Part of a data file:
......

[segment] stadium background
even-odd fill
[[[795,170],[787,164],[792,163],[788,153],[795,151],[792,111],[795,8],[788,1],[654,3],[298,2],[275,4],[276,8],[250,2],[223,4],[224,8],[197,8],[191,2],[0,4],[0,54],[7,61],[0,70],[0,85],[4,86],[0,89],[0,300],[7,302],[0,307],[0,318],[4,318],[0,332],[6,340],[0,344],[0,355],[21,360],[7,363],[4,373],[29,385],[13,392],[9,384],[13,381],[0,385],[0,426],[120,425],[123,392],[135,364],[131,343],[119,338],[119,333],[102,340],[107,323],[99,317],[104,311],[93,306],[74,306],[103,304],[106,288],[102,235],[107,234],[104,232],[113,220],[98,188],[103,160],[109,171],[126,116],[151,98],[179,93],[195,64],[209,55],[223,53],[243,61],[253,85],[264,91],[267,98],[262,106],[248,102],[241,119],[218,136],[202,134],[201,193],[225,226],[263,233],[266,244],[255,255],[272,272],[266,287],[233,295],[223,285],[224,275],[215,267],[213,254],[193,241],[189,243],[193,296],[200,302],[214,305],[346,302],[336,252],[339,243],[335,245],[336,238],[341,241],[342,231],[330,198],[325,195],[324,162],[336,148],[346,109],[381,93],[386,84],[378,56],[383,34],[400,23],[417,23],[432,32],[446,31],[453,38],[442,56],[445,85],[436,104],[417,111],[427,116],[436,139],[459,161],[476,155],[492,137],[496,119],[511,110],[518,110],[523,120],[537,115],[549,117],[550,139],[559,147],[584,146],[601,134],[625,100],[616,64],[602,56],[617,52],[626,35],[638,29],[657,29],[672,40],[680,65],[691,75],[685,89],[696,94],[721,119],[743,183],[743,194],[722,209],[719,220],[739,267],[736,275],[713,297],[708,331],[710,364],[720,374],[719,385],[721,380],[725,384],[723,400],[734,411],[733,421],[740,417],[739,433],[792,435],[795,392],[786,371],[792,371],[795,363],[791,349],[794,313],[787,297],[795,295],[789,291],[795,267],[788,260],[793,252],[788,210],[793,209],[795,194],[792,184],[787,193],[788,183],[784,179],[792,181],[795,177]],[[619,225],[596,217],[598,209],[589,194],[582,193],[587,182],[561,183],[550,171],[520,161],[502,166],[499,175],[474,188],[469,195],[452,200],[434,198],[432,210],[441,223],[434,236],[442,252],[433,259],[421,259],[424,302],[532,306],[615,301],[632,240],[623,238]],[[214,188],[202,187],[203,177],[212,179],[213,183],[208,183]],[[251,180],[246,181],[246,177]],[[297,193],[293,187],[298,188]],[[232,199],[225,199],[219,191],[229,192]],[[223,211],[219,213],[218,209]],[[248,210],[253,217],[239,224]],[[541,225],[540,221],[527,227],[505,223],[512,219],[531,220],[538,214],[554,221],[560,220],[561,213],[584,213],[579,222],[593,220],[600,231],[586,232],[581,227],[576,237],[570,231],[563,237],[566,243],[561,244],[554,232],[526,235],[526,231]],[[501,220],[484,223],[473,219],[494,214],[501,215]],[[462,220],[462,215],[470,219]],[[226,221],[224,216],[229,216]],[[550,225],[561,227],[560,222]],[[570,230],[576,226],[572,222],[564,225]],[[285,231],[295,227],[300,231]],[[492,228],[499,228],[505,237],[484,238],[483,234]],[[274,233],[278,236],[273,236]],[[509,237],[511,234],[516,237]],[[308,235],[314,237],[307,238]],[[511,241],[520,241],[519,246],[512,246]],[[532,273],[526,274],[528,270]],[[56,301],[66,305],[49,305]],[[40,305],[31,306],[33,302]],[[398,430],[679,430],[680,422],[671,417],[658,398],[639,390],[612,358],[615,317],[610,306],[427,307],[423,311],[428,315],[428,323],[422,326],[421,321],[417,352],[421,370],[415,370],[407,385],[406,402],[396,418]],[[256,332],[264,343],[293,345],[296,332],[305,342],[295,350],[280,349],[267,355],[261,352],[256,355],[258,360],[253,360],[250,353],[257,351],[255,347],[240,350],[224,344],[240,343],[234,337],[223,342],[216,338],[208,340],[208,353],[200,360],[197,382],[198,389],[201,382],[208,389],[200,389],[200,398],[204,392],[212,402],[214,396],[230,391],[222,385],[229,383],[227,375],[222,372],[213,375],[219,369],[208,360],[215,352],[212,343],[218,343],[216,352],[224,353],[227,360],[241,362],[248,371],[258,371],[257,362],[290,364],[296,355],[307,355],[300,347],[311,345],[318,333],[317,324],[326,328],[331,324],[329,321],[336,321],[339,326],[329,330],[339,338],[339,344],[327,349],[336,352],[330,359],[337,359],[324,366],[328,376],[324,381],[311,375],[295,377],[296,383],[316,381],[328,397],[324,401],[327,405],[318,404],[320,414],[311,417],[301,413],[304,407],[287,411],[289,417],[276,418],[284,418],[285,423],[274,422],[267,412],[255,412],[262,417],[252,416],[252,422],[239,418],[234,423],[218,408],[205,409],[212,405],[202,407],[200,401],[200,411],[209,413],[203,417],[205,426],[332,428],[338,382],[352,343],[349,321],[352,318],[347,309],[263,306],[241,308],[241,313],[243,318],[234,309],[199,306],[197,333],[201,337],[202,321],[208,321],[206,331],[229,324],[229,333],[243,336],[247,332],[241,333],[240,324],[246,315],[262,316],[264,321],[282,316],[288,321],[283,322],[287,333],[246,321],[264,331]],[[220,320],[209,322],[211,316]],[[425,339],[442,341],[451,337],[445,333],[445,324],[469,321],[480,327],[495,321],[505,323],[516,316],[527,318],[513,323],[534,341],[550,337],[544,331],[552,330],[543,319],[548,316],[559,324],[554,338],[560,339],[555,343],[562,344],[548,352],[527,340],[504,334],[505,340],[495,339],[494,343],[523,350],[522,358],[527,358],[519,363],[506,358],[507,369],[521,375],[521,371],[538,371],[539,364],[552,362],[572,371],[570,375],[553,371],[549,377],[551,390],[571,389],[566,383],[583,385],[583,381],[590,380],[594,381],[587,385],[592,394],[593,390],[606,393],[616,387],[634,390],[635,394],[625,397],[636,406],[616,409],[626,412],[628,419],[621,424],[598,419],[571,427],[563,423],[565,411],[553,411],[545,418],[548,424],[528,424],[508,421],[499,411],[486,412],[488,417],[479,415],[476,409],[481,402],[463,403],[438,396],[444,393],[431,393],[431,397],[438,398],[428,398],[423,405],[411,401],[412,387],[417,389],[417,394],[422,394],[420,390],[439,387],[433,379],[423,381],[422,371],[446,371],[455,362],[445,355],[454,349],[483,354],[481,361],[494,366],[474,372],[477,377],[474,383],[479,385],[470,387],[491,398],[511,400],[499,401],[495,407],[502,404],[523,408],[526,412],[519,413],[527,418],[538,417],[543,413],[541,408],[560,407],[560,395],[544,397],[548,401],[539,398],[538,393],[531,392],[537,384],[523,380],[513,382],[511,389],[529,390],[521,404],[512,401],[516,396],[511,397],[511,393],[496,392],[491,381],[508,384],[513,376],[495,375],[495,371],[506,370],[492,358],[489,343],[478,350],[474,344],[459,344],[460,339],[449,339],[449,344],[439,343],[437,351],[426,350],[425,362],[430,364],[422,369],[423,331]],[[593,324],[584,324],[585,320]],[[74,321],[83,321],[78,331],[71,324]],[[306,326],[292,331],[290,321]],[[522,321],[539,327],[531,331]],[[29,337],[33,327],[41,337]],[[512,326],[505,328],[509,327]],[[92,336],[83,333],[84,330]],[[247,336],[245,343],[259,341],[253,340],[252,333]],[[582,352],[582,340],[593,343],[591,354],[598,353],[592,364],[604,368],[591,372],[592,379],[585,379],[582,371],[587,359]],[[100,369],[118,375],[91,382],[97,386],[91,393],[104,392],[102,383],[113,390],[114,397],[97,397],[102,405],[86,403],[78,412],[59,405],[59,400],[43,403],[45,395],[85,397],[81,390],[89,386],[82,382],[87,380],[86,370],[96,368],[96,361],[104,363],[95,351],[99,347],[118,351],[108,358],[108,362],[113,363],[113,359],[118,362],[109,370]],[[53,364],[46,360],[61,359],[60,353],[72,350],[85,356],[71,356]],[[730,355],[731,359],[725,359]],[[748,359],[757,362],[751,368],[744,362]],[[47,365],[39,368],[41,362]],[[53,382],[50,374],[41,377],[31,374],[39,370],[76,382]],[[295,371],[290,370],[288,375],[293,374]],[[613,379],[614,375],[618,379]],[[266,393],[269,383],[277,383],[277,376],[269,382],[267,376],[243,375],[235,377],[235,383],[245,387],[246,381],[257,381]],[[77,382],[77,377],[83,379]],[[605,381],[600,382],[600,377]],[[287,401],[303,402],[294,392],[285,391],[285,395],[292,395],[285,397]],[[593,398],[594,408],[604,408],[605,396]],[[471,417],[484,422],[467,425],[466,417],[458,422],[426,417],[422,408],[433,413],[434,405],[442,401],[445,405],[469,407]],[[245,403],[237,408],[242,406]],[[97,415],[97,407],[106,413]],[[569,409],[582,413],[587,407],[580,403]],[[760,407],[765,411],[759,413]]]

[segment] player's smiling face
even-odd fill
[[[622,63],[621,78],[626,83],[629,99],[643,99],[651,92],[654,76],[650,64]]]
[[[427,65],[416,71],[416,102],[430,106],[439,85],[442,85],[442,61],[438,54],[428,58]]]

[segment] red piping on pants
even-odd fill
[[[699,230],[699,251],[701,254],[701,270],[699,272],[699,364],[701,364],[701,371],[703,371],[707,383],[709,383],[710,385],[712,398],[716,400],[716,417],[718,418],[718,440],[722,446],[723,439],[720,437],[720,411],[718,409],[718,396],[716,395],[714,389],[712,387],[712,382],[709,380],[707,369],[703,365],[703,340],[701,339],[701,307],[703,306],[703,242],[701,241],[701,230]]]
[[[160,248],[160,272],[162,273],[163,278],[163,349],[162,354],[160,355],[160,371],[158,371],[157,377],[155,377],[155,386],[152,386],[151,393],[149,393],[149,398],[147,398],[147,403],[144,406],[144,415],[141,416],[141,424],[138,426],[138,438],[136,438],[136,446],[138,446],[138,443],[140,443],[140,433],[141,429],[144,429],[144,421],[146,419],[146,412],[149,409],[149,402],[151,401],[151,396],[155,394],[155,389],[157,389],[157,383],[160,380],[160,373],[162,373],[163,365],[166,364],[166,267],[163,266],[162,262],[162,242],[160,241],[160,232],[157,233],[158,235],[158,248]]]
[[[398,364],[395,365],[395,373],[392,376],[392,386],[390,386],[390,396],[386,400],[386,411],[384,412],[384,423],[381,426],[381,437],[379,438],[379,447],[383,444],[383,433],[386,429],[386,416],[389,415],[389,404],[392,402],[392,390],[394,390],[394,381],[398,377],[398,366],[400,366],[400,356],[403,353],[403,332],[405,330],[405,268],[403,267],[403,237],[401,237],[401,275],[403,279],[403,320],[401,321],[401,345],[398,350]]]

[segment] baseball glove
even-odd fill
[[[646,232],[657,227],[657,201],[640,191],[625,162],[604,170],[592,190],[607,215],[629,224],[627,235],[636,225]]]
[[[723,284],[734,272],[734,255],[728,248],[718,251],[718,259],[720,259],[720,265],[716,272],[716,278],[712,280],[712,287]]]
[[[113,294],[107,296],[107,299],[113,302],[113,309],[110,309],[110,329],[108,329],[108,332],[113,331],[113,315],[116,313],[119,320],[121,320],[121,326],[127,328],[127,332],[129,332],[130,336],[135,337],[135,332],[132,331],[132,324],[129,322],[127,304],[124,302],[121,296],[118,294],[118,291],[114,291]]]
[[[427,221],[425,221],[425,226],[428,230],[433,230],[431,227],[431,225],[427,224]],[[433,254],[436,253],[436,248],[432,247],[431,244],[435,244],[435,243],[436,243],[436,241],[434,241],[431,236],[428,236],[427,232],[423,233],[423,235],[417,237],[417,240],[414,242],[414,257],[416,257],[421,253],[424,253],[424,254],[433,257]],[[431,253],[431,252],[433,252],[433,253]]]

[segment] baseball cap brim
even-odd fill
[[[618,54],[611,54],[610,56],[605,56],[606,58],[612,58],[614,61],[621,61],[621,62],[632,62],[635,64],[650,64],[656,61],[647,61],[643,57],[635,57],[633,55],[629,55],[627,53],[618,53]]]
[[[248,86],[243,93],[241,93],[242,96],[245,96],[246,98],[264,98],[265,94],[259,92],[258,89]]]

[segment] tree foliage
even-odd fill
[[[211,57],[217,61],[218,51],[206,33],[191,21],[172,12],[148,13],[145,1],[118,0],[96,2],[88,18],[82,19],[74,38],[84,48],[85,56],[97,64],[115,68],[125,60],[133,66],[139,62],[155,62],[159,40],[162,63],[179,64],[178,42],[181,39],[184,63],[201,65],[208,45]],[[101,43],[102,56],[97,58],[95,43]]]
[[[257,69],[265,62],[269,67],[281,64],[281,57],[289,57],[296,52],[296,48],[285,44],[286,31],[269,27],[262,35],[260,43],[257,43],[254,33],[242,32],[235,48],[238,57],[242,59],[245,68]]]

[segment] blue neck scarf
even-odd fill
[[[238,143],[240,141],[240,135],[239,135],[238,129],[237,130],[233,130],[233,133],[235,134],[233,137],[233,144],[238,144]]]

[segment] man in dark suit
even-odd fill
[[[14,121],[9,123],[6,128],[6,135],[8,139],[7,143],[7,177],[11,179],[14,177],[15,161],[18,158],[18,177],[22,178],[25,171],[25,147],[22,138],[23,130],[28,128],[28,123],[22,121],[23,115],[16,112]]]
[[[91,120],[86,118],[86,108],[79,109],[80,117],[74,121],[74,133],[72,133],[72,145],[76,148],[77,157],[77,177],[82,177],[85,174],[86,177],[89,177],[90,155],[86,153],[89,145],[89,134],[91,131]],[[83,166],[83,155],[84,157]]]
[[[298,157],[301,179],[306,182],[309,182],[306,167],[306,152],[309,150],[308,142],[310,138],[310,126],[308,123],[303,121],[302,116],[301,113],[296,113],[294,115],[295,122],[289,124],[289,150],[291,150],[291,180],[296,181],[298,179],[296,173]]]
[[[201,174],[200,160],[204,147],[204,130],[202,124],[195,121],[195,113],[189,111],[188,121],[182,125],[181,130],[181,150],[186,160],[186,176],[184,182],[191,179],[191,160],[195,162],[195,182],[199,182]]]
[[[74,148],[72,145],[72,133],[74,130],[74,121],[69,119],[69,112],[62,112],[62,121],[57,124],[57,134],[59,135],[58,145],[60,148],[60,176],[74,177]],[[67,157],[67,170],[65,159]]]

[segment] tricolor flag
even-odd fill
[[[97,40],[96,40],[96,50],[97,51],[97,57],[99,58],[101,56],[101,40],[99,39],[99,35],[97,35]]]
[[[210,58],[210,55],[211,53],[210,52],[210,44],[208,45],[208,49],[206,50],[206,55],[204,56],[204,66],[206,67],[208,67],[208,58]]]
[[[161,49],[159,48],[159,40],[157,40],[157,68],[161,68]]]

......

# Objective
Render the lines from the one containing "[segment] tricolor flag" through the end of the items as a numbered list, omitting any blank lines.

# Response to the exercise
1. [segment] tricolor flag
2. even-odd fill
3. [[[97,40],[96,40],[96,50],[97,51],[97,57],[99,58],[101,56],[101,40],[99,39],[99,35],[97,35]]]
4. [[[210,58],[210,55],[211,53],[210,52],[210,44],[208,45],[208,49],[206,50],[206,55],[204,56],[204,66],[206,67],[208,67],[208,58]]]
5. [[[161,49],[159,48],[159,40],[157,40],[157,68],[161,68]]]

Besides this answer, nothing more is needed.